**Short task**
Print all the entries verbatim.

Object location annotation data

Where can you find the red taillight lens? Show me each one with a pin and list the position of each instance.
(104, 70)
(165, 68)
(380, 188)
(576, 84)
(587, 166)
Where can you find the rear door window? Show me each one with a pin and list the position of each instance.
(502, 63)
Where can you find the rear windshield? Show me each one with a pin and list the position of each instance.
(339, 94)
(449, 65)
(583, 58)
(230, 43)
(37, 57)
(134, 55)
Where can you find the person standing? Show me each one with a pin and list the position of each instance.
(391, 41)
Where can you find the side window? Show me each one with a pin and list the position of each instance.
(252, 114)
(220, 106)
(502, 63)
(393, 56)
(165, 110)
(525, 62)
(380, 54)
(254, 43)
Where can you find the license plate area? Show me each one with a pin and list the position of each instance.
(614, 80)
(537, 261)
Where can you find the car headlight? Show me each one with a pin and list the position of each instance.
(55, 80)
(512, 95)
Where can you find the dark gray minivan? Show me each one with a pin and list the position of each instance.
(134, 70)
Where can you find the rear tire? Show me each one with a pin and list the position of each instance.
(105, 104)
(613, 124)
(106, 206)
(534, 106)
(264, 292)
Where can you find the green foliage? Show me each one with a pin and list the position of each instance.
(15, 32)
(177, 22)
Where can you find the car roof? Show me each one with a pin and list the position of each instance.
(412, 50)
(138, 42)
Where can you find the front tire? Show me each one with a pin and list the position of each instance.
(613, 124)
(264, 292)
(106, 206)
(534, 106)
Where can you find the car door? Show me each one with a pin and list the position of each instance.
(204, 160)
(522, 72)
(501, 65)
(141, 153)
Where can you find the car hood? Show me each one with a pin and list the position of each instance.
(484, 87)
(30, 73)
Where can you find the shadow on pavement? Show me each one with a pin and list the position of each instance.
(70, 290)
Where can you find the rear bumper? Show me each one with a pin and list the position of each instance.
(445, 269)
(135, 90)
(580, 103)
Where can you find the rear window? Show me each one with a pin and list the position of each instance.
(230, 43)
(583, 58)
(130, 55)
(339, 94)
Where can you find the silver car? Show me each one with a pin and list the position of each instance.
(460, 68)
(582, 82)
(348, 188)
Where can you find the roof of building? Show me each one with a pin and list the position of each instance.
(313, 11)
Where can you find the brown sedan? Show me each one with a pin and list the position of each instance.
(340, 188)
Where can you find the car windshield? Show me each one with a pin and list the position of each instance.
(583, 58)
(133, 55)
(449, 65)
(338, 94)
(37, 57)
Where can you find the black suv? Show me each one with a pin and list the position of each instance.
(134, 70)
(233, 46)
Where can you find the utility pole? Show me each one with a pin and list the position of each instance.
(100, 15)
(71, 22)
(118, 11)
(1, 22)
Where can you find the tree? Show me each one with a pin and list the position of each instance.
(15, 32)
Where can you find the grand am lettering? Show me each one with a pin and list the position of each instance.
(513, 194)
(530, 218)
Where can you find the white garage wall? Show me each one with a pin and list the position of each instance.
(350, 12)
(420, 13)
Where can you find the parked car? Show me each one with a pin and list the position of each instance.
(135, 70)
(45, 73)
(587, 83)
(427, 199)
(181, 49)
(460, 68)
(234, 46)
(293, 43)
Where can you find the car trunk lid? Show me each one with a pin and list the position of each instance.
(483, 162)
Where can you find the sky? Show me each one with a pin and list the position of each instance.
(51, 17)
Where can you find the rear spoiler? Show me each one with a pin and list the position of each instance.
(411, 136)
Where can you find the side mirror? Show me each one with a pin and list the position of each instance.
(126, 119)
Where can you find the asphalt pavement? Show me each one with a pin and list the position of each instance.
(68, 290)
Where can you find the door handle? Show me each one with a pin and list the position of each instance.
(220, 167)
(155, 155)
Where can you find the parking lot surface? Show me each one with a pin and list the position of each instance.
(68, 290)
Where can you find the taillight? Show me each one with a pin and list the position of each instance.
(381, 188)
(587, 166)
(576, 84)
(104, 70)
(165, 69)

**Correct answer**
Where can you find the red taillight lens? Show me each one with a pin and list the position of each instance.
(104, 70)
(165, 68)
(380, 188)
(576, 84)
(587, 166)
Where can you find the rear door window? Show me each one with a pin and list the position of each instance.
(502, 63)
Where can you find the rear windshield? Show me each one with a pin and list the position of each instance.
(339, 94)
(449, 65)
(583, 58)
(230, 43)
(37, 57)
(134, 55)
Where can you find the person standing? Show me each one with a pin and list the position of each instance.
(391, 41)
Where can you find the side window? Show me each one with a pin and list the position of each instance.
(252, 114)
(220, 106)
(502, 63)
(393, 56)
(165, 110)
(525, 62)
(380, 54)
(254, 43)
Where can you find the license plate area? Show me each one with a pin and list the position of each instance.
(614, 80)
(537, 261)
Where can you find the car headlight? Show me each one with a pin and list the position of each instance.
(55, 80)
(512, 95)
Where can you find the dark gray minivan? Show me each one with a pin and list the position of each instance.
(134, 70)
Where can you find the rear tire? Show me each one with a pin and list the position of each instance.
(105, 104)
(613, 124)
(106, 206)
(534, 106)
(264, 292)
Where can you find the green foliage? Show me each one with a pin and list the position of each instance.
(15, 32)
(177, 22)
Where can you find the car roof? Show me each one with a pin and list the position of each instance.
(412, 50)
(138, 42)
Where can you find the front tire? Show me each one with a pin and list the position of each instance.
(613, 124)
(264, 292)
(106, 206)
(534, 106)
Where can you find the car door? Show me each one with a pin and list the position of each instance.
(204, 160)
(522, 72)
(501, 65)
(141, 153)
Where can you find the car hood? Show me each one with a pin and list the position of each instance.
(484, 87)
(30, 73)
Where can you find the shadow on pavement? Show me each one with a pin and list the position of each instance.
(70, 290)
Where can you find the rear bumper? Show me each one with a pin and list the position of each instance.
(445, 269)
(135, 90)
(580, 103)
Where can you find the rear window? Show me each one with a pin and list the position of each instance.
(230, 43)
(583, 58)
(130, 55)
(339, 94)
Where can you find the silver car? Show me each one with a pin and list the position of each instance.
(460, 68)
(582, 82)
(348, 188)
Where can you find the roof of building? Show me each one with a pin and list the position of each instance.
(313, 11)
Where can you find the brown sedan? Show me each one with a pin and list the position of each instance.
(340, 188)
Where can you find the car windshield? Show me each one with a pin and list the position of each instance.
(583, 58)
(133, 55)
(449, 65)
(338, 94)
(37, 57)
Where can you find the black suv? Show me each one with a pin and list the position of each instance.
(134, 70)
(233, 46)
Where can you find the utility pole? Show me each one with a pin and list the position of each instance.
(100, 15)
(71, 22)
(118, 11)
(1, 22)
Where can you find the tree? Show me each one with a pin and list the position of each instance.
(15, 32)
Where can you find the grand am lettering? Show me each one with a pin and list the position of each instance.
(513, 194)
(530, 218)
Where can you find the white garage wall? Show me each one with a pin and list the position of each instance.
(350, 12)
(420, 13)
Where can you find the parked car? Show me each one with a pin and list the position of each instance.
(135, 70)
(45, 73)
(587, 83)
(427, 199)
(181, 49)
(460, 68)
(234, 46)
(293, 43)
Where can you find the car trunk lid? Show me each one with a pin and list the position of each instance.
(483, 162)
Where can you find the sky? Show me each one with a pin and list the position of each instance.
(51, 17)
Where can you find the rear spoiler? Show me each one with a pin and list the position of each instance.
(411, 136)
Where can you find the side mirror? Show me each one with a pin and list the position of each instance.
(126, 119)
Where can you find the asphalt pavement? Show me each one with a pin and list the position of each instance.
(68, 290)
Where can you find the door handle? Show me each one with a pin and list the position of each instance.
(220, 167)
(155, 155)
Where can you find the parking lot surface? Show me each one with a pin and list the position of each instance.
(68, 290)
Where can you find the taillight? Show me each one with a pin and list the position of each instance.
(381, 188)
(587, 166)
(576, 84)
(104, 70)
(165, 69)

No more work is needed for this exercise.